◆ Required task 1:
Please count how many lines in the records contain the string "glass", treating case as significant, and give only that number.

# Quoted passage start

Tuesday, August 31, 2004

Ford Puts more spending online

Ford Motor Company's Mercury division is kicking off a multi-year campaign in which 25 percent of spending will go to digital and experiential marketing -- with the bulk going online.
The "New Doors Opened" campaign, for which spending was not disclosed, is designed to support the launch of six Mercury products over four years. New models include the Mercury Mariner, a compact sport utility vehicle, which will debut next month, and the Mercury Montego, a new mid-size sedan.
"A strategic decision was made to employ the Internet in a way like we have never done before," said John Fitzpatrick, Lincoln Mercury general marketing manager. "For this campaign, we are dedicating nearly 25 percent of our total marketing communications budget to digital and consumer relationship events, which represents a substantial commitment when compared to prior launches."
The company wouldn't break out exactly how much would be spent online versus on experiential marketing efforts, but one executive estimated that about 16 percent of spend would go online. That's compared to between 3 and 6 percent of spending that has occurred online in previous campaigns, company officials said.
Because Mercury has long been thought of as a stodgy brand for older drivers, the new campaign is aimed at changing that image and attracting younger consumers.
"We're trying to attract a new and different type of customer to the brand," explains Linda Perry-Lube, e-business and CRM manager for Lincoln Mercury. "To build this new brand awareness, we needed to do it in new ways, not in traditional ways. Not just in the automotive space, either."

# Quoted passage end
# Dataset entries start

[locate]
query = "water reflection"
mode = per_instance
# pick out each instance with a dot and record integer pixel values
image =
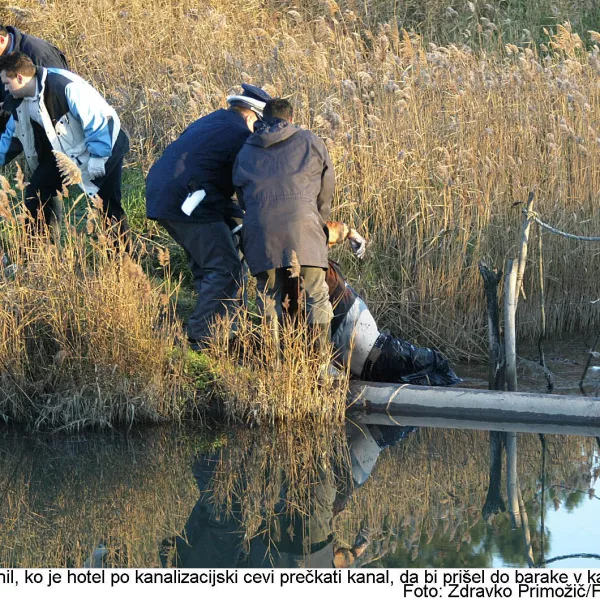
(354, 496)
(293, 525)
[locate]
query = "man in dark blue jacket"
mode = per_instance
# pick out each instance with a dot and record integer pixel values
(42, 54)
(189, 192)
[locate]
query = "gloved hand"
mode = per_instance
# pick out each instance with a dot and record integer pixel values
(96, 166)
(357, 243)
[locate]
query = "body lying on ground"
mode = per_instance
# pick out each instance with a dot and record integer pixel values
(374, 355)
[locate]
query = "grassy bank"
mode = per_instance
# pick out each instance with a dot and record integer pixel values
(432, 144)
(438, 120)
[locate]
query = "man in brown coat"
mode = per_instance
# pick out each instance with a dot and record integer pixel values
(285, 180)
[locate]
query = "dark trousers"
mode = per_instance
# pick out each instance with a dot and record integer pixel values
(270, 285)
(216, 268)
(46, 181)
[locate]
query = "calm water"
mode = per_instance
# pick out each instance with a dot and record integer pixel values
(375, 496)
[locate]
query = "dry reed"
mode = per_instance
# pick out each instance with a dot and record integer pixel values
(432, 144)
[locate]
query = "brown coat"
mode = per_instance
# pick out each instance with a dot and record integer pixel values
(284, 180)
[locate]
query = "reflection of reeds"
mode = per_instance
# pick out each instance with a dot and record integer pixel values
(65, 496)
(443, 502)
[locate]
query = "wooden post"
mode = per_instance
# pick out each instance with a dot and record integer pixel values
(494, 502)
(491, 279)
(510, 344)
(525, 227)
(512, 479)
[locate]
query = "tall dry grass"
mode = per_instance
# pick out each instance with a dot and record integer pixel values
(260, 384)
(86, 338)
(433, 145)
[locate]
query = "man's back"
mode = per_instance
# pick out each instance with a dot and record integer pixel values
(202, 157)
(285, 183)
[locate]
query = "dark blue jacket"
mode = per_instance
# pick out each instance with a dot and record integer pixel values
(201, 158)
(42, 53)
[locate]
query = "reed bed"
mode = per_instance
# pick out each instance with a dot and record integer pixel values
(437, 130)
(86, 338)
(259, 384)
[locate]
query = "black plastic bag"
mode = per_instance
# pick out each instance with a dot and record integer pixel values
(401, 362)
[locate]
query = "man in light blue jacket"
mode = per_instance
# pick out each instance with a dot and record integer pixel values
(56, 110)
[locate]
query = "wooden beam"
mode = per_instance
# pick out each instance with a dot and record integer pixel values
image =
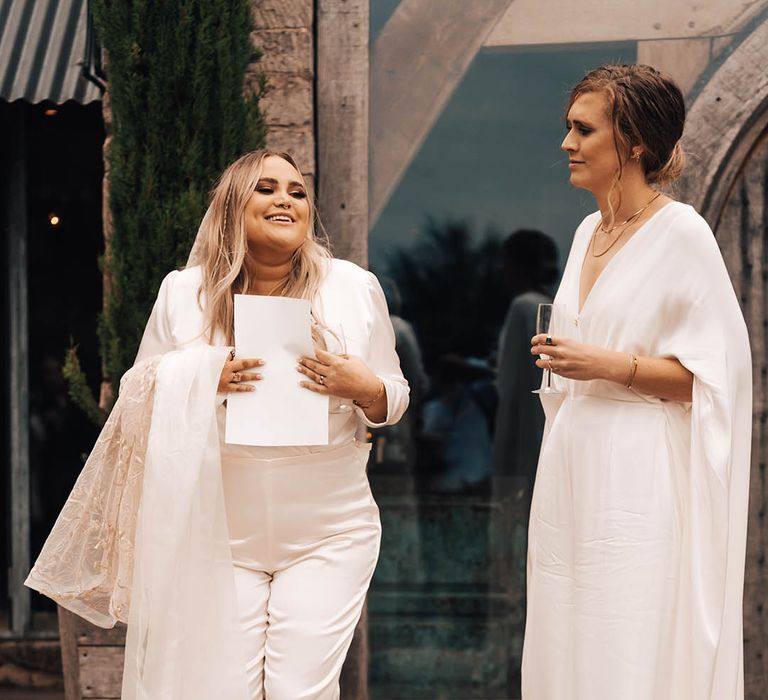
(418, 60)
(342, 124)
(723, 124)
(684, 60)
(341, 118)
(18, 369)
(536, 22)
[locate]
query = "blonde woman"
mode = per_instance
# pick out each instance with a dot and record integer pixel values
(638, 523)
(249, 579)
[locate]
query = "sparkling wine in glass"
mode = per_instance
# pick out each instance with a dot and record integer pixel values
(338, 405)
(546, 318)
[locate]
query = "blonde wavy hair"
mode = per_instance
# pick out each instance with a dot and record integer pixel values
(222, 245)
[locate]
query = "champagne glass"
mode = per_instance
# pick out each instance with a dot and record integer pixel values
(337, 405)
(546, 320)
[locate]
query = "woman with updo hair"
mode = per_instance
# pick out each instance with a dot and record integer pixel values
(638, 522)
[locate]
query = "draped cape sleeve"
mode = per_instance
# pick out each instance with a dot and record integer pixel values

# Dataset entries end

◆ Required task 2:
In the Mercury campaign article, what share of the total marketing communications budget is being dedicated to digital and consumer relationship events?

◆ Correct result 1:
2

◆ Correct result 2:
Nearly 25 percent.